The Philippines PSE Index up 1.93%. Economic activities continued to be sluggish. Exports from the Philippines shrank 18.1% YoY to USD 5.08 billion in February 2023, after a downwardly revised 13.1% fall in January. It was the third straight month of decline in shipments and the steepest drop since May 2020 due to further deterioration in foreign demand as the risks of economic slowdown persisted.

Vietnam’s VN-Index declined 1.46%. The State Bank of Vietnam adjusted several policy interest rates down, effective April 3, in a move to support economic growth amid global uncertainty. The term deposit rate cap was decreased by 50 bps across all tenures. The cost of borrowing was also reduced by a similar magnitude.

The string of rate hikes since 2021 and their impact on economic growth and the uncertainty as to how severe the global economic recession will be will remain the focus of investors’ concern. Hightened geo-political developments have also affected investor sentiments. The outlook on interest rate trend and expectation on the Fed’s rate decisions will continue to have a major influence on investors’ investment decisions on risk assets. The easing of inflation rate in recent months has lifted investors’ sentiment. The US headline consumer price index (CPI) continued to ease with the latest reading at 5.0% in March.  The threat that the failure of several regional banks in the US may develop into a larger financial crisis seemed to have raised market expectation that the Fed would be less hawkish. Given the various forces at play, the market can be expected to remain volatile.

[Stored data]
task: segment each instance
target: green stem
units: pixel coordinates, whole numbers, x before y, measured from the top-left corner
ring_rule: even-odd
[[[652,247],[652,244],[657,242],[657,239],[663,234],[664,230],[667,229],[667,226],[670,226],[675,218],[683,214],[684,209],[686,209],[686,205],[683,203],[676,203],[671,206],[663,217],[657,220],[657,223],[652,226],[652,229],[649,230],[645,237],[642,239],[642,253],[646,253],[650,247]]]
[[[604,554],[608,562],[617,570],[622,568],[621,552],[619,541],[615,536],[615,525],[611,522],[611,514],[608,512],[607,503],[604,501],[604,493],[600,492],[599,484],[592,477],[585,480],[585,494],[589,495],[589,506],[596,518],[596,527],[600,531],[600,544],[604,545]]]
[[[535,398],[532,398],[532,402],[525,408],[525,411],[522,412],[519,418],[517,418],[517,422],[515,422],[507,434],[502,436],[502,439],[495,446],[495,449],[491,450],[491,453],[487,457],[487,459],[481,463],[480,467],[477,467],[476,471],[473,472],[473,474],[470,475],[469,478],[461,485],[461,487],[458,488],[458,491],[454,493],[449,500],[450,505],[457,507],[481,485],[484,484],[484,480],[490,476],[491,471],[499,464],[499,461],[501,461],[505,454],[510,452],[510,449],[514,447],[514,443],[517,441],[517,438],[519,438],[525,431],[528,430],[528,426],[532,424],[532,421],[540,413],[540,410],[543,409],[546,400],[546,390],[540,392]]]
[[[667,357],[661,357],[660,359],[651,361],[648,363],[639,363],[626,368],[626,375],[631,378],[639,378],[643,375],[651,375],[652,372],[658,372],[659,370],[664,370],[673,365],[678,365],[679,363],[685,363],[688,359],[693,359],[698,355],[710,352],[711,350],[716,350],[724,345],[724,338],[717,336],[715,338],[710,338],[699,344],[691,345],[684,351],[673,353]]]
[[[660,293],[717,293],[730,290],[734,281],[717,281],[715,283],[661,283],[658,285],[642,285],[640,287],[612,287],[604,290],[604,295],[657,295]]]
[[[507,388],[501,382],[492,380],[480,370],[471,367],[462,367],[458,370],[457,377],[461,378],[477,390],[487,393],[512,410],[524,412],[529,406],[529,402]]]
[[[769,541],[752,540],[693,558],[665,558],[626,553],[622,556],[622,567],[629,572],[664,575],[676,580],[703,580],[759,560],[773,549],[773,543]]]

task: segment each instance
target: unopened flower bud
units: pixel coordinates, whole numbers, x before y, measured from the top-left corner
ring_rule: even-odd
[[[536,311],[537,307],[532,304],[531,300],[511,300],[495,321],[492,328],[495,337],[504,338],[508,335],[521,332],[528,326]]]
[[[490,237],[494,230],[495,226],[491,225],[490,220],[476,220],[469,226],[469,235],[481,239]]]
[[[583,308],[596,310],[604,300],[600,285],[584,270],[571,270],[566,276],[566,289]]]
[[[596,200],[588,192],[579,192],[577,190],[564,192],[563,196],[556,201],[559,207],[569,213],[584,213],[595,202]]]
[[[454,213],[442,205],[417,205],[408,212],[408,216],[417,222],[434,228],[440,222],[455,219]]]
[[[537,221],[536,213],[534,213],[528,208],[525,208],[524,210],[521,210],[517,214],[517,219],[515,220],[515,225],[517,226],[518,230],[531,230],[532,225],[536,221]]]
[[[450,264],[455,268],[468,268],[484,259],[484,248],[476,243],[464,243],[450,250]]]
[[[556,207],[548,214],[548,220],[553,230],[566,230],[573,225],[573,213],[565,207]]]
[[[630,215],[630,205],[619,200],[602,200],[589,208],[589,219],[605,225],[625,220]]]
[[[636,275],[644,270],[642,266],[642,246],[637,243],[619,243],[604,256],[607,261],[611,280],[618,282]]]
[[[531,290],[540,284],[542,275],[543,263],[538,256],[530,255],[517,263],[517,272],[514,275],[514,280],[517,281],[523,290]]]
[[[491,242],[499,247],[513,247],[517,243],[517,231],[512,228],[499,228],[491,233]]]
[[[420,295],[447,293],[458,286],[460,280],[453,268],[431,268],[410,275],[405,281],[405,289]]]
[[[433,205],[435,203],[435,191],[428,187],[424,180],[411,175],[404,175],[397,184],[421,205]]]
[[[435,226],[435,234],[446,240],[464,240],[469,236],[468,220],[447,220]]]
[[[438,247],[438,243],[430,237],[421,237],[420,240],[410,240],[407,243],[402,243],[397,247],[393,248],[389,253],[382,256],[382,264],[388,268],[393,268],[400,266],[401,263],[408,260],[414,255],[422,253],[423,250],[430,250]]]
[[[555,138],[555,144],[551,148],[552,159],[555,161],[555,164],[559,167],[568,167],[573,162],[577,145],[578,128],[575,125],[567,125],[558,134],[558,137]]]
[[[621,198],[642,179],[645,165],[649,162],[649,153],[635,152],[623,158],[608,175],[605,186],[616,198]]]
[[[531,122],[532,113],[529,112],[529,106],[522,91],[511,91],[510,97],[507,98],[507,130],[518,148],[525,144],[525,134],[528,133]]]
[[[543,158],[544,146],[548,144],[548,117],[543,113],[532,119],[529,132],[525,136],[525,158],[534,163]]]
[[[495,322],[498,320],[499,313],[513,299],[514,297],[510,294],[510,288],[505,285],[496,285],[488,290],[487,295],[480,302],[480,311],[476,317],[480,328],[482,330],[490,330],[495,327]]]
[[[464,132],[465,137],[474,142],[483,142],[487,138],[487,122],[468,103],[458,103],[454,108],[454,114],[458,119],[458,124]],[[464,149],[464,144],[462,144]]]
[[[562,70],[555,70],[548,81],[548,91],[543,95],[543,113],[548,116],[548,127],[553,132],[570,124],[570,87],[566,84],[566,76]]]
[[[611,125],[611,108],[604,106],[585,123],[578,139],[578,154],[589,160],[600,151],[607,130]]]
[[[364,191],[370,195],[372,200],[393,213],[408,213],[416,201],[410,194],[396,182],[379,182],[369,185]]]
==
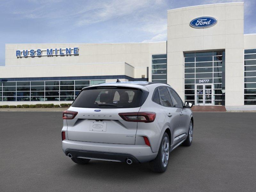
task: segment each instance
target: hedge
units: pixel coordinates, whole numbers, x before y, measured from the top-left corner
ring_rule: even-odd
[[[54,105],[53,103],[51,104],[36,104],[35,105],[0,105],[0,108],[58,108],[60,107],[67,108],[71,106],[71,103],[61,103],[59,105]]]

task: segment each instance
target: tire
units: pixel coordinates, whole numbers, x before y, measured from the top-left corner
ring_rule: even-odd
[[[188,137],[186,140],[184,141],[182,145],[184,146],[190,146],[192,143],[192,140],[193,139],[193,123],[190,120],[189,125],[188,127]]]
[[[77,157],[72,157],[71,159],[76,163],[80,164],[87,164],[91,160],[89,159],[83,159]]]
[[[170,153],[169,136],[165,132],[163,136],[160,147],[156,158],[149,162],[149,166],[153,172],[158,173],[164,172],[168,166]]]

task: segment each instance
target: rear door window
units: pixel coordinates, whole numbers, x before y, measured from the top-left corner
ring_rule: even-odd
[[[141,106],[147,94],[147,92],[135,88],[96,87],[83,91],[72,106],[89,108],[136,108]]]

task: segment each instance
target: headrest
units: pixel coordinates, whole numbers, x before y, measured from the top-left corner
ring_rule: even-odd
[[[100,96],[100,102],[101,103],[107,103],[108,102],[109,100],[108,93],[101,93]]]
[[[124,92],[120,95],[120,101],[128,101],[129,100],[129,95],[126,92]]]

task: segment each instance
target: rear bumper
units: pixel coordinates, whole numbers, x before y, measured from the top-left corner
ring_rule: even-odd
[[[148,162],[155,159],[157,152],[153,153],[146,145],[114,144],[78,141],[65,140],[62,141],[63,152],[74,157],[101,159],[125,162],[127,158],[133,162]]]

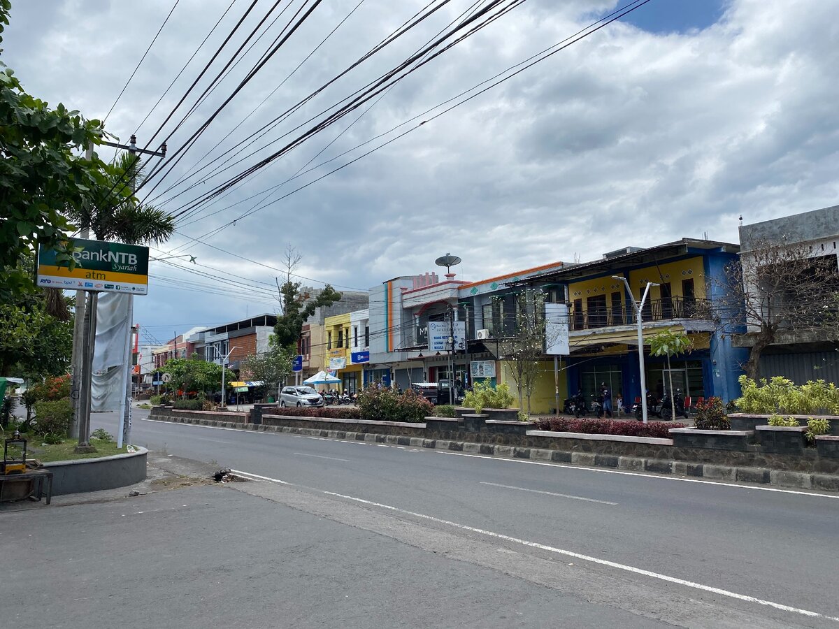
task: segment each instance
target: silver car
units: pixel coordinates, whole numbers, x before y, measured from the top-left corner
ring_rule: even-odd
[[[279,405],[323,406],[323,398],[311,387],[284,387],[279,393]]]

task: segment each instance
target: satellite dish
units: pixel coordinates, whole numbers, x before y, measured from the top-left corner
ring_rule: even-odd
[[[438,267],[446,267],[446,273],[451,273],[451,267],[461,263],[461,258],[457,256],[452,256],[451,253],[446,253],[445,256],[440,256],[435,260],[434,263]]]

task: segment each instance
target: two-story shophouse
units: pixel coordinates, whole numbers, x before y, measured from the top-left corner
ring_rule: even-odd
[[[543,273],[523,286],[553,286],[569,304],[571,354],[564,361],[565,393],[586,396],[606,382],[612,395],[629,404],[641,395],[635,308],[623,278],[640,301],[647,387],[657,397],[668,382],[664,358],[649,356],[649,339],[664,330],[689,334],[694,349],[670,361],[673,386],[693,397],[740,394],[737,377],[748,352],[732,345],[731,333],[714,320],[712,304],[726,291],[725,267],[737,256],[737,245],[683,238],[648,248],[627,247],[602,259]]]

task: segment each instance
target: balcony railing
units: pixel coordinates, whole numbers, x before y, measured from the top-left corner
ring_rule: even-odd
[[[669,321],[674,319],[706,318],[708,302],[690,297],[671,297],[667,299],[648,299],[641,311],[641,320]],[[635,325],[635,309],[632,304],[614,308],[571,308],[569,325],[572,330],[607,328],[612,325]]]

*Work to be completed*.
According to the market commentary, what was the latest reading of the US headline consumer price index in March?

*Reply*.
5.0%